##### DATA FOR THE TASK

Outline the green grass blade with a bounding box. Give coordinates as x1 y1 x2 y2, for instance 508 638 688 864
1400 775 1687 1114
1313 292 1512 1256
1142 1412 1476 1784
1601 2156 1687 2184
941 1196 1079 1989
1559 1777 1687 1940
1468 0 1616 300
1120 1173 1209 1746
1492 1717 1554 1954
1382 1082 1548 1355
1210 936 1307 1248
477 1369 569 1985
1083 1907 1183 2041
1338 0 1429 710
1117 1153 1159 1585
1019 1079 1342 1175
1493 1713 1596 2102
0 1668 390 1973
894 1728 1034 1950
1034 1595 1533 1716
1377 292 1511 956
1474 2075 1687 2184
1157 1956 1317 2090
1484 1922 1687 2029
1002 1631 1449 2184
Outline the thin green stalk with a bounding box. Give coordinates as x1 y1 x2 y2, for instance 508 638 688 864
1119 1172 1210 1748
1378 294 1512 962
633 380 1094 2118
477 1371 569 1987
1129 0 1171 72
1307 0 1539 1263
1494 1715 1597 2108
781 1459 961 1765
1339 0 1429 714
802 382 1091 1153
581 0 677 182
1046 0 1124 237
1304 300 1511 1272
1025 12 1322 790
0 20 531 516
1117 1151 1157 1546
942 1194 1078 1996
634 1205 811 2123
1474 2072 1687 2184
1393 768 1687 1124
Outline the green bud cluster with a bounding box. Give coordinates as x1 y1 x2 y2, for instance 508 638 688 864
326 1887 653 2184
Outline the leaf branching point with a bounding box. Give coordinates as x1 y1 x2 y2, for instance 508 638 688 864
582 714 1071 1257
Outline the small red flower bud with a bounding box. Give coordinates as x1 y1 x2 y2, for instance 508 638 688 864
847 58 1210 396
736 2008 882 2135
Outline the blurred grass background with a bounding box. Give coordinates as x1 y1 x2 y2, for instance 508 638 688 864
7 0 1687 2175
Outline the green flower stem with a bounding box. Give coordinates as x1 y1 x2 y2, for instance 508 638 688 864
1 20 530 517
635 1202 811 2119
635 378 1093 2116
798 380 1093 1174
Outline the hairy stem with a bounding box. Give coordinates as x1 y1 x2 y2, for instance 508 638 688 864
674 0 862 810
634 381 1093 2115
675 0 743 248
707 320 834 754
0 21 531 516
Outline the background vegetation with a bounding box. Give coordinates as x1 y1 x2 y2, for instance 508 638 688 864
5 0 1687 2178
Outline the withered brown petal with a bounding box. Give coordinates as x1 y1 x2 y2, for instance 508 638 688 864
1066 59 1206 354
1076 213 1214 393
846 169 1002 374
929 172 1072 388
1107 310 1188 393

##########

Once you have read the records above, write them all out exactly.

ANSWER SECTION ::
Outline the green grass blade with a bounding box. Give coordinates as x1 y1 x2 y2, for instance 508 638 688 864
1400 775 1687 1114
1313 292 1512 1256
1142 1412 1476 1784
1601 2156 1687 2184
941 1196 1079 1989
1559 1777 1687 1940
1468 0 1616 300
1120 1173 1209 1746
1492 1717 1554 1954
1382 1082 1548 1355
1210 936 1307 1248
477 1369 569 1985
1083 1907 1183 2041
1338 0 1429 710
1117 1153 1159 1585
1019 1079 1342 1175
1493 1713 1596 2102
0 1668 390 1973
894 1728 1034 1950
1034 1595 1533 1716
1377 292 1511 956
1474 2075 1687 2184
1157 1956 1317 2090
1484 1922 1687 2029
1002 1631 1449 2184
Outline the thin green stalk with a bounding box. Give coordinates as x1 y1 x2 y2, for instance 508 638 688 864
1119 1172 1210 1748
1378 294 1512 962
633 380 1094 2118
477 1371 569 1987
1129 0 1171 72
1307 0 1539 1263
1494 1715 1597 2108
781 1459 961 1765
1339 0 1429 714
802 382 1091 1153
581 0 677 182
1046 0 1124 237
1304 300 1511 1272
1025 12 1322 790
0 20 531 516
1117 1151 1157 1546
942 1194 1078 1996
634 1205 811 2123
1474 2072 1687 2184
1393 768 1687 1124
Outline the green bud cluster with a bounding box. Give coordinates as x1 y1 x2 y2, for instance 508 638 688 864
326 1887 653 2184
Outline the leaf branching point with a bounding box. Give coordinates as x1 y1 x2 y2, for instance 508 638 688 864
582 714 1071 1257
Outline the small red flower bud with a bounding box. Give coordinates as x1 y1 x2 y2, for instance 508 638 688 864
847 58 1210 396
736 2008 882 2135
Outline the blurred grass background with a bounding box. Give coordinates as x1 y1 x2 y2, for instance 508 638 688 864
7 0 1687 2175
Outline the green flower stem with a bounding box. Give coordinates as x1 y1 x2 y2, for instance 508 638 688 864
1 20 530 517
635 1202 811 2119
635 378 1093 2116
798 380 1093 1174
Outline the hairy stem with a bounding box. Give coordinates as x1 y1 x2 y2, for instance 508 638 688 864
674 0 862 810
634 381 1093 2115
675 0 743 248
707 320 834 754
0 21 531 516
Outline the background vegetation with a bounding box. Give coordinates as x1 y1 x2 y2, for instance 508 638 688 864
5 0 1687 2178
Outline the withered brown petal with a bounding box. Give coordinates as x1 y1 x2 y2, for instance 508 638 688 864
1066 59 1206 354
1076 213 1214 393
846 169 1002 374
929 172 1072 388
1107 310 1188 393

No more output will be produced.